----- Data for this task -----
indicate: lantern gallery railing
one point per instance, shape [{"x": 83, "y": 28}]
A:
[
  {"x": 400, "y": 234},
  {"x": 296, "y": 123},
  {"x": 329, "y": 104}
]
-----
_Prompt_. Your response must consist of all the records, retyped exactly.

_Response box_.
indicate: lantern gallery railing
one point per instance, shape [{"x": 83, "y": 28}]
A:
[
  {"x": 400, "y": 234},
  {"x": 296, "y": 123},
  {"x": 329, "y": 104}
]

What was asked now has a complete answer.